Fernando Pessoa, o “indisciplinador de almas”


Numa recente sexta-feira, deambulando pela Fnac Madeira e aproveitando uma folga dada pelo meu “buzico”, que se entretinha com a mãe a ver o Winnie the Pooh na secção infantil, relampejou-me um expositor com um considerável número de livros, encimado por uma daquelas palavras que remetem para preços convidativos.

Pensei que valeria a pena dar uma espreitadela ligeira, mais por curiosidade do que por convicção de lá encontrar alguma “relíquia” da literatura. Talvez por já conhecer a história da “camisa de rendas perfumada de Mary”, pensava que não pudesse ser surpreendido por nenhuma “coroa” valiosa. O certo é que, manuseando os vários volumes, fui paulatinamente mudando de opinião. Para minha surpresa, escancara-se-me uma obra que considero única, A Língua Portuguesa, da sóbria editora Assírio & Alvim, com a edição dos textos de Fernando Pessoa a cargo de Luísa Medeiros.

Como um lobo esfaimado, atirei-me à única presa que ali se encontrava, desprotegida da salivação do olhar e das garras sedentas para a folhear.

Considero a compilação dos textos e a organização do volume ímpares, para mais neste momento que atravessamos, em que se está a dar início à implementação do Acordo Ortográfico da Língua Portuguesa, aprovado em 4 de Junho de 1991, e que, parece, vai começar a ser introduzido nos currículos do ensino básico no ano lectivo de 2010-2011, de forma a que, em 2014, se escreva plenamente segundo o Acordo.

Numa primeira parte, o livro apresenta “O PROBLEMA ORTOGRÁFICO”, para, numa segunda, se espraiar pela “DEFESA E ILUSTRAÇÃO DA LÍNGUA PORTUGUESA”, terminando com um posfácio interessantíssimo intitulado “Em Demanda da Ortografia Etimológica”.

Os textos, quer da Parte I quer da Parte II, foram retirados do espólio depositado na Biblioteca Nacional, com a novidade de este volume ser constituído, na sua maioria, por textos inéditos.

Realmente, com esta edição, temos acesso a mais um dos extensíssimos interesses de Fernando Pessoa, desta feita na defesa que faz da ortografia etimológica, revelando conhecer bastante bem as bases da Reforma Ortográfica da Língua Portuguesa de 1911, a qual ele discute, rejeita e contrapropõe, apresentando regras e normas.

Pessoa contesta não a uniformização ortográfica mas sim o modo como tal uniformização se deu, pois valorizou-se «a escrita fonética em detrimento da grafia etimológica que até então vigorava». O escritor insurge-se, também, «contra a unilateralidade que essa reforma revestiu» (Posfácio, p. 173), pois, para Pessoa, Portugal e Brasil deveriam adoptar a mesma ortografia, de preferência «a etimológica» (p.181).
• • • • •
--- OBJETIVO 1 ---
Reproduza sem alterações o trecho do texto sobre Fernando Pessoa, começando em "Considero a compilação" e prosseguindo até "por textos inéditos.".
O texto e os registos não têm qualquer relação entre si.

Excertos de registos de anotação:
• • • • •
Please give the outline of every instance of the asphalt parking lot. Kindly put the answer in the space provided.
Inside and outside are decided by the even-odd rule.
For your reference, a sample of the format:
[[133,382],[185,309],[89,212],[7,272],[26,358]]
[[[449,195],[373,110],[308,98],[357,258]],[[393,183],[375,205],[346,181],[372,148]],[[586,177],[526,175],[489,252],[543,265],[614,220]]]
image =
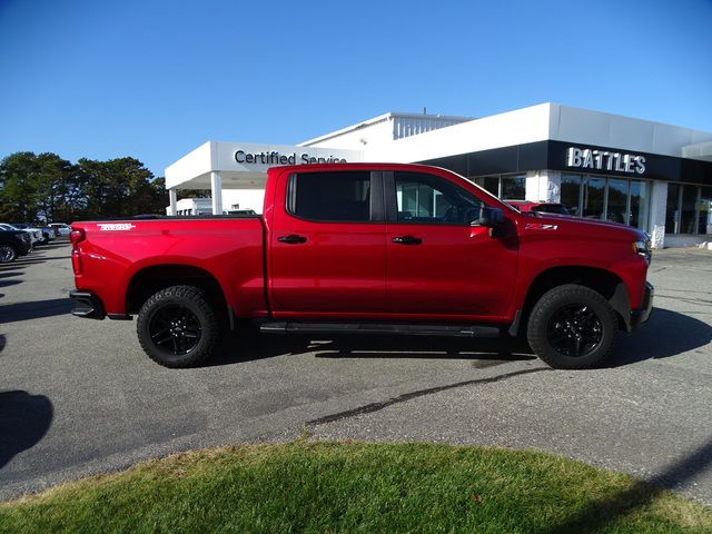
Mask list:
• • • • •
--- OBJETIVO 2 ---
Transcreva na íntegra todas as linhas dos registos de anotação, deixando as imagens fora da resposta.

--- RESPOSTA COMPLETA 1 ---
Considero a compilação dos textos e a organização do volume ímpares, para mais neste momento que atravessamos, em que se está a dar início à implementação do Acordo Ortográfico da Língua Portuguesa, aprovado em 4 de Junho de 1991, e que, parece, vai começar a ser introduzido nos currículos do ensino básico no ano lectivo de 2010-2011, de forma a que, em 2014, se escreva plenamente segundo o Acordo.

Numa primeira parte, o livro apresenta “O PROBLEMA ORTOGRÁFICO”, para, numa segunda, se espraiar pela “DEFESA E ILUSTRAÇÃO DA LÍNGUA PORTUGUESA”, terminando com um posfácio interessantíssimo intitulado “Em Demanda da Ortografia Etimológica”.

Os textos, quer da Parte I quer da Parte II, foram retirados do espólio depositado na Biblioteca Nacional, com a novidade de este volume ser constituído, na sua maioria, por textos inéditos.

--- RESPOSTA COMPLETA 2 ---
Please give the outline of every instance of the asphalt parking lot. Kindly put the answer in the space provided.
Inside and outside are decided by the even-odd rule.
For your reference, a sample of the format:
[[133,382],[185,309],[89,212],[7,272],[26,358]]
[[[449,195],[373,110],[308,98],[357,258]],[[393,183],[375,205],[346,181],[372,148]],[[586,177],[526,175],[489,252],[543,265],[614,220]]]
image =
Mask list:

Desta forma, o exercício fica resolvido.